*** Given text
Sorry it’s been a while! I was trying to do a chapter a week of this awesome book and then a few things converged at the same time and conspired to make blogging more tricky than I would have liked. And then, I went on holiday with my awesome wife and children and we had some QT in La Belle France. But, now I’m back and ready to plod on….
We were hoping that Charles might be coming to Lancaster, to speak at the Richardson Institute (a centre for peace studies at the university) in the late autumn, but alas, we cant make it work – but he is in York, giving the Schumacher Lecture, Friday 22nd November and then in Leeds on 23rd. (I’ll be in Toronto…..wooot, but sad to miss him!). Go if you can!
Onwards! This chapter is challenging to the core. The age of separation has reached a fullness of times. We find ourselves in cyclical crises, (so if you were thinking that the mini property boom in London is an indication that it’s back to business as usual, then think again!) and the trauma of this separation from one another, our community, nature itself and the divine have remedied themselves in self protectionism. The tragedy of this logic of me and mine, as CE rightly points out is that we seek to recover our loss by expanding and protecting the separate self and its extension: money and property.
******
Explore the material:
A – Summarize the blog post in two sentences.
B – List every city or country named in the blog post.
*** Provided information
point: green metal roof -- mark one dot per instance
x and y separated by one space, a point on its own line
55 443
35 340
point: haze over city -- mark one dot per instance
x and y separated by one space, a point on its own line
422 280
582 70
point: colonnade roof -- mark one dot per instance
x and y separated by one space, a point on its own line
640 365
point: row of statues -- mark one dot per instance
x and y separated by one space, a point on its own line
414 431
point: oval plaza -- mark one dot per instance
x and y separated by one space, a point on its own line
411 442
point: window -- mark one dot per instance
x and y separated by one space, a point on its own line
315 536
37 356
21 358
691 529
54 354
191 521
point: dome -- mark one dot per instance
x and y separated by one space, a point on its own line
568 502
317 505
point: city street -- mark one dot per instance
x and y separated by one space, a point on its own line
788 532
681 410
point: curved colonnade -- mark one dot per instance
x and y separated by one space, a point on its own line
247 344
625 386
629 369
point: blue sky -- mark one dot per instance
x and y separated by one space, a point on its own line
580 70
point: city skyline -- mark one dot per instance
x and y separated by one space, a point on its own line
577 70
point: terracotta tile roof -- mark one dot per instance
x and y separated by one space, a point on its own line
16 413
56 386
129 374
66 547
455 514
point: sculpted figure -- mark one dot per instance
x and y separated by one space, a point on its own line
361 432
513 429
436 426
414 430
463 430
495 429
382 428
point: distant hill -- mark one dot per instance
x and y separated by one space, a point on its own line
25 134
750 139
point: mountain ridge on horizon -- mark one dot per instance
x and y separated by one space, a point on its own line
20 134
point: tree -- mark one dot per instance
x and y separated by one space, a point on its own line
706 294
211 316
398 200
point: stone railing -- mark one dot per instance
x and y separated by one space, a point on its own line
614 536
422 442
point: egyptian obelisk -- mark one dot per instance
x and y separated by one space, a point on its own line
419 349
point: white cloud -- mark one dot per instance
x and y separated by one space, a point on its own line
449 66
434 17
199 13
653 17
******
Responses:
A – The writer apologizes for a break in blogging through the book a chapter a week, caused by things converging and a holiday in France. The writer also announces Charles's Schumacher Lecture in York on Friday 22nd November and Leeds appearance on the 23rd, then says the chapter holds that the age of separation has reached a fullness of times and that we try to recover our loss by expanding and protecting the separate self and its extension, money and property.

B –
- La Belle France
- Lancaster
- York
- Leeds
- Toronto
- London